SET PROBLEM.
How many lines in the records below contain the string "water"? Reply with the number only.
━━━━━━━━━━━━━━━━
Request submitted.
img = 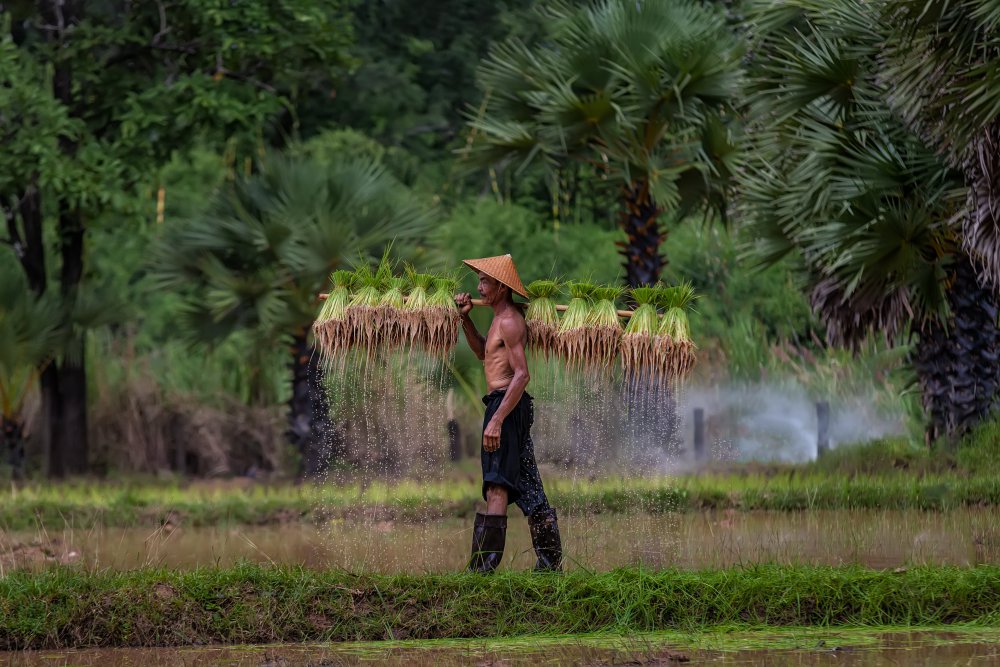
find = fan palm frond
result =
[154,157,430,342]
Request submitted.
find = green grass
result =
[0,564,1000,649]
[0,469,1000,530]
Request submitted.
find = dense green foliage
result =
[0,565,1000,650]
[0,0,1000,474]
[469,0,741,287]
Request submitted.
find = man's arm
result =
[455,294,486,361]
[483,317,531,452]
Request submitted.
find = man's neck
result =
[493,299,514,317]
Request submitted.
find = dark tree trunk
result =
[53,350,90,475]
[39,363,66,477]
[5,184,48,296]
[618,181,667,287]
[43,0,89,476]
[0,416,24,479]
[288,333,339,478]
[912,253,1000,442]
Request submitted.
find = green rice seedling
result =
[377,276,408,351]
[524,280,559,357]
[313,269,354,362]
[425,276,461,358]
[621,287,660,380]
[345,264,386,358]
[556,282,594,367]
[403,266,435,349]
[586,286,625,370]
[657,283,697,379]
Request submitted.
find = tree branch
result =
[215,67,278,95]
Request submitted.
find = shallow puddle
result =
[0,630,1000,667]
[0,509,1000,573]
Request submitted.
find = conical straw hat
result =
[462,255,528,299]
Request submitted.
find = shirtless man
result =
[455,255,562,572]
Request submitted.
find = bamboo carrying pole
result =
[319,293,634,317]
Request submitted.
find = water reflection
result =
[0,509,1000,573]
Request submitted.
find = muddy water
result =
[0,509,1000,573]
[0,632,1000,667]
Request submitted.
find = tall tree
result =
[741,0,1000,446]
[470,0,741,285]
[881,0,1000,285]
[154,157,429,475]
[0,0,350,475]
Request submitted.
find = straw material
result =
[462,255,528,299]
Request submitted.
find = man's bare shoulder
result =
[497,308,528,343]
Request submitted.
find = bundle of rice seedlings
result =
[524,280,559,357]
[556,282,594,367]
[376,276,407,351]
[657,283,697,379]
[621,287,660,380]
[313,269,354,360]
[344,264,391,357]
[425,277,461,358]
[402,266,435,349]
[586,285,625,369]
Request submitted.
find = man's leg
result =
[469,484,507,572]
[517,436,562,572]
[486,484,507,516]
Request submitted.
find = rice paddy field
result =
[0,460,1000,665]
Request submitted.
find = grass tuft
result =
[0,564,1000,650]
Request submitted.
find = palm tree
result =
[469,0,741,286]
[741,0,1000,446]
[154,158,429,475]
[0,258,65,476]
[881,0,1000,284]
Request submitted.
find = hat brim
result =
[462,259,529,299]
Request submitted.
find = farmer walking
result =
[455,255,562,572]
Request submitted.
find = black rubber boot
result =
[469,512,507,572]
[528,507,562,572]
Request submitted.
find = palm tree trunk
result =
━━━━━━━━━━━━━━━━
CORRECT OUTPUT.
2